= Entries from a collection =

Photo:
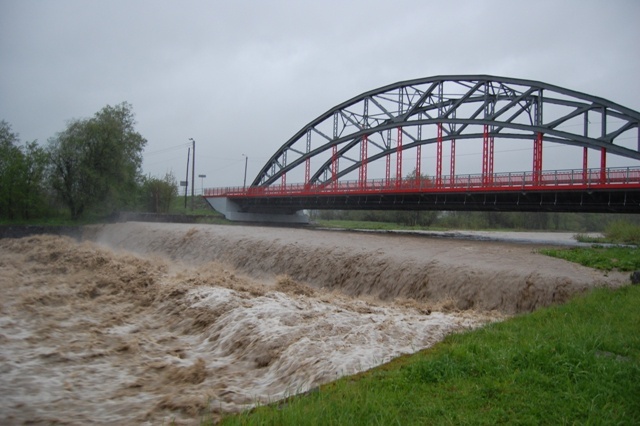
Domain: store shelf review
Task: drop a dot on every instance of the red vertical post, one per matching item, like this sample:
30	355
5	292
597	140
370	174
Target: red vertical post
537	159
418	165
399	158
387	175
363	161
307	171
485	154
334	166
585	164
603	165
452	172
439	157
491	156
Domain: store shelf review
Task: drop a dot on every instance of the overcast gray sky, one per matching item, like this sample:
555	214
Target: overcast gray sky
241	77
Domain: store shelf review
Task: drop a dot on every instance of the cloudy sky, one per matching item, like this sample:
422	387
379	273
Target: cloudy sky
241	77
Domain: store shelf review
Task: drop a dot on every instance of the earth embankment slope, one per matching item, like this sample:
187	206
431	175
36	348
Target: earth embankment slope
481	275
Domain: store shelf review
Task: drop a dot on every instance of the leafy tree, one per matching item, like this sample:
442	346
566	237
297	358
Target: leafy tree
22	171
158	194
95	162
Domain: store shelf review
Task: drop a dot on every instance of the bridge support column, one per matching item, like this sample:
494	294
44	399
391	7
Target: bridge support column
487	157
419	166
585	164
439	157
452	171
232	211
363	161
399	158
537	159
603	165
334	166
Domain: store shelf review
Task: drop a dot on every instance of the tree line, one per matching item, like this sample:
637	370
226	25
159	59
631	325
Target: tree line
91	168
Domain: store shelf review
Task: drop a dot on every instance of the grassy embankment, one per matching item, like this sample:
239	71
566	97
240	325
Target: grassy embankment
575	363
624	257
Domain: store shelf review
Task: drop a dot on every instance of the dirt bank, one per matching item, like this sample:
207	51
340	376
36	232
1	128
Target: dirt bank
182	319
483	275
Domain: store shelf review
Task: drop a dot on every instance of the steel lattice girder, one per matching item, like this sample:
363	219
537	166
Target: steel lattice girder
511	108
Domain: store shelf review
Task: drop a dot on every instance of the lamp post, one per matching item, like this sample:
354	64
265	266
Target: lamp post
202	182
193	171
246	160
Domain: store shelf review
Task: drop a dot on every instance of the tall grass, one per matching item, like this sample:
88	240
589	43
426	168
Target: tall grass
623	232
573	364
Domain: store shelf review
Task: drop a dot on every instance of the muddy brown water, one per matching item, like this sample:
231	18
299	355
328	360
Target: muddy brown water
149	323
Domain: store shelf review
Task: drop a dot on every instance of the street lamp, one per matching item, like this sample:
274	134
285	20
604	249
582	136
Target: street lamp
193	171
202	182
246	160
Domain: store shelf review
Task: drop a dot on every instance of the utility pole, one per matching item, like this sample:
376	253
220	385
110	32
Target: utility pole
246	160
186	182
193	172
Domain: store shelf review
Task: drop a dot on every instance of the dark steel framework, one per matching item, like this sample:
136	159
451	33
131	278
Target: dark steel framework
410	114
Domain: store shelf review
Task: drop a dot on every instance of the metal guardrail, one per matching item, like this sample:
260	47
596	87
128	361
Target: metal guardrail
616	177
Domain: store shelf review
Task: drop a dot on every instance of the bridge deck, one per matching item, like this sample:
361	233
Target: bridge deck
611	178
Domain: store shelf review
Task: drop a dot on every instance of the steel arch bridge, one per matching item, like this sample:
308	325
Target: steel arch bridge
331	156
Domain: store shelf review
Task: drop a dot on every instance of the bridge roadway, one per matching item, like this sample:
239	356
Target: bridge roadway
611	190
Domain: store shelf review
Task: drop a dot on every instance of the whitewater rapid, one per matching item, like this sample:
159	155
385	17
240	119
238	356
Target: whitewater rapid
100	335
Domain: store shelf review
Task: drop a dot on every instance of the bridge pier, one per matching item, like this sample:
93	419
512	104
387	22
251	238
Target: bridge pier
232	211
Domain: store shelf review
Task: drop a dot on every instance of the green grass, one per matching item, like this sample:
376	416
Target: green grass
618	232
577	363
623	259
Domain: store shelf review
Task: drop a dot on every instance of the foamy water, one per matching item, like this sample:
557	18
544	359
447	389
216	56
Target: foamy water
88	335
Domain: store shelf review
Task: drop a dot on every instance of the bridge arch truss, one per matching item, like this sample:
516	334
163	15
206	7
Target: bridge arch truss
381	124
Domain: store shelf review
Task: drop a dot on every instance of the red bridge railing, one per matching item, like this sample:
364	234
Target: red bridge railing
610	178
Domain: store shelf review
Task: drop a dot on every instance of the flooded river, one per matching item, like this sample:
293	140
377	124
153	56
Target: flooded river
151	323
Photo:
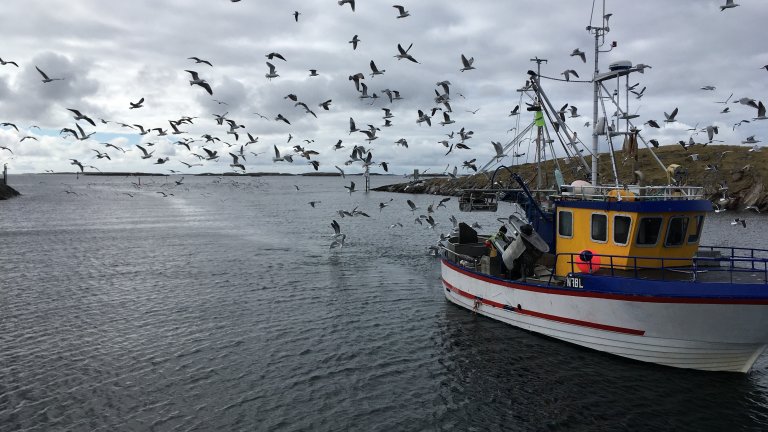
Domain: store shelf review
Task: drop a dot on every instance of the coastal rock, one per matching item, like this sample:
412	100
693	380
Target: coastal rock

...

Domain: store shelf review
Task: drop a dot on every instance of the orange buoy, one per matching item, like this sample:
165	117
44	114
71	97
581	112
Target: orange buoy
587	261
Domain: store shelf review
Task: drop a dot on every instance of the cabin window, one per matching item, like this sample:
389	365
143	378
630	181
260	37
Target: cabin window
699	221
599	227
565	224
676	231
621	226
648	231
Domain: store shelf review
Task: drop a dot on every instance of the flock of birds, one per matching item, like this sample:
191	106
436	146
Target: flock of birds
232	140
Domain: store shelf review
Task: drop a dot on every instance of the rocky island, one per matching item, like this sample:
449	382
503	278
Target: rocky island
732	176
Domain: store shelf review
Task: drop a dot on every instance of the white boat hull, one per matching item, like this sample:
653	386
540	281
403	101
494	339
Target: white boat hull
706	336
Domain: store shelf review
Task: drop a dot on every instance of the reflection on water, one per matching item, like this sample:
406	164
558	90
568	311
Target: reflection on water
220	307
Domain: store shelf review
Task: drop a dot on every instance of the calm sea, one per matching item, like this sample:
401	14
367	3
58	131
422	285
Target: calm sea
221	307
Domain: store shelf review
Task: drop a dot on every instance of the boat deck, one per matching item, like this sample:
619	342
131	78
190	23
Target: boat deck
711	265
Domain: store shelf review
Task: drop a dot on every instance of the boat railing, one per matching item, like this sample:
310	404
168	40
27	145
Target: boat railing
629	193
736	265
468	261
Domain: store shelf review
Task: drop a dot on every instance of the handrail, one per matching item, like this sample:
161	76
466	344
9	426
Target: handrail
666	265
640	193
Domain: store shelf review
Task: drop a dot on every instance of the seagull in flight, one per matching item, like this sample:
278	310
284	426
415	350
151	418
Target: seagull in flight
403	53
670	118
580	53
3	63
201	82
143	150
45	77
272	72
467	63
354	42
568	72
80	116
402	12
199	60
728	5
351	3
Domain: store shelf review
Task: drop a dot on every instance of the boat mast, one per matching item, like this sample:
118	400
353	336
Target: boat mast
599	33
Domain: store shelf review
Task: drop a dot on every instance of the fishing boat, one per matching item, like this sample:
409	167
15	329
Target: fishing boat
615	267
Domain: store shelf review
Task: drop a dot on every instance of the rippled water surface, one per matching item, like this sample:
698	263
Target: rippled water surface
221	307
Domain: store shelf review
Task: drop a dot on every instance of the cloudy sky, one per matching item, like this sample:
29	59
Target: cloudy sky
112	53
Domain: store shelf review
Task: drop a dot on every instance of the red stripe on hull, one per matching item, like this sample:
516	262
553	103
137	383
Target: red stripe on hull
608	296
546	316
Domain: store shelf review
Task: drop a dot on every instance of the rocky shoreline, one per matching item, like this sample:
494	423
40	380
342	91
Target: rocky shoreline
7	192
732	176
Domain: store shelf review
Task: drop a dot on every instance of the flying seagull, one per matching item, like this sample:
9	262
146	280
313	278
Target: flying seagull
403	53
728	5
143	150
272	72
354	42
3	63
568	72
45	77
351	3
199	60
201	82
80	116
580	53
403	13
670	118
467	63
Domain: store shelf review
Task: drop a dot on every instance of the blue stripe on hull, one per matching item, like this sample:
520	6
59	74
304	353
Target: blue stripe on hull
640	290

--

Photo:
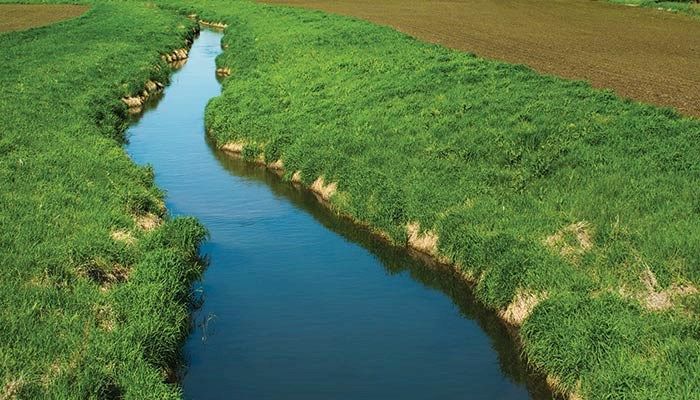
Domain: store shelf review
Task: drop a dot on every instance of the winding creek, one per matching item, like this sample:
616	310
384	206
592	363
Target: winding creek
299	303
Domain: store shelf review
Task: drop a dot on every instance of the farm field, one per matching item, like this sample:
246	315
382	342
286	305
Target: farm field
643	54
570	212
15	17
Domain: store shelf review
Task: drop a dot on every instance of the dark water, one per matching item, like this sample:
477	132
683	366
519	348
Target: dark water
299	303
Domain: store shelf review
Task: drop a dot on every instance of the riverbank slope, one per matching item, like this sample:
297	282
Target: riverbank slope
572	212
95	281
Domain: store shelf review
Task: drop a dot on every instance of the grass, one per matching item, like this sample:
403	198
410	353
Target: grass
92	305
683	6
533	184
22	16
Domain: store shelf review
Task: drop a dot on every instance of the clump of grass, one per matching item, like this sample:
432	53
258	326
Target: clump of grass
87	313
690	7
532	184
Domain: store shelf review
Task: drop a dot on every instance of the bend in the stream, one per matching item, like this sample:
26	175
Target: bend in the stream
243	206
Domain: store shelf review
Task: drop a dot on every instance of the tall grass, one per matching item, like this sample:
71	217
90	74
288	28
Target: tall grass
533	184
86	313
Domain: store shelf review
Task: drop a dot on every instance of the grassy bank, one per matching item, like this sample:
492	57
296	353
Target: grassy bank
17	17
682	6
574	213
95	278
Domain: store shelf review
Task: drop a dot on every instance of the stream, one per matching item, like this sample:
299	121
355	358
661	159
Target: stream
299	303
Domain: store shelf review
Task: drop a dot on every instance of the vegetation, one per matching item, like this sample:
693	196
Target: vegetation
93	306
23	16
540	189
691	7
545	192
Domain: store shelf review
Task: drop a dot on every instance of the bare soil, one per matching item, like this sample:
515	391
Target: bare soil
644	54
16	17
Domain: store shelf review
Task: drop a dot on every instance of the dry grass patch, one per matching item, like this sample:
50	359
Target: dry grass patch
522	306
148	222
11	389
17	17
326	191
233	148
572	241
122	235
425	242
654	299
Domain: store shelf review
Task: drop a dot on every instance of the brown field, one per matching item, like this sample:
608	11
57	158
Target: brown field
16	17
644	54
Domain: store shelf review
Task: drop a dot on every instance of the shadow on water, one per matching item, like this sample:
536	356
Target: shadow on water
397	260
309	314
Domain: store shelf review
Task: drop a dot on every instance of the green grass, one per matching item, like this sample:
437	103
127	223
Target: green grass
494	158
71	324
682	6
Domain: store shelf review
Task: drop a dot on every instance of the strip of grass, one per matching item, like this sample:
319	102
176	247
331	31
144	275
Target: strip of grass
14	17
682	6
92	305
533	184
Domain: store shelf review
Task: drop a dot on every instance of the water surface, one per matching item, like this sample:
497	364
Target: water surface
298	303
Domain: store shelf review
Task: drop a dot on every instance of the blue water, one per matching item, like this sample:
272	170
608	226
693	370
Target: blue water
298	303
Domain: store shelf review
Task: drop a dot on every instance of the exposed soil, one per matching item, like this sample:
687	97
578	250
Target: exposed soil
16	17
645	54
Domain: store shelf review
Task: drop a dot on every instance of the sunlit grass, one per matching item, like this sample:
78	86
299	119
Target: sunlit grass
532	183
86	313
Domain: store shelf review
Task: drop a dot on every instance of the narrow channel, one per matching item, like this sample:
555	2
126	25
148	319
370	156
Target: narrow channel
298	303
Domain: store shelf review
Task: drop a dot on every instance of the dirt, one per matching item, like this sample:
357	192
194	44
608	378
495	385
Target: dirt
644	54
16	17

= SET TASK =
Show every line in the material above that contains the word "hull".

= ANSWER TO THE TASK =
Task: drop a dot on every instance of the white boat hull, one per matching item, like this sample:
Target: white boat hull
Task: drop a dot on every instance of the red stripe on hull, one per matching item, like this sample:
Target: red stripe on hull
Task: drop a dot on every instance of the blue stripe on hull, one per matching item, like this sample:
Target: blue stripe on hull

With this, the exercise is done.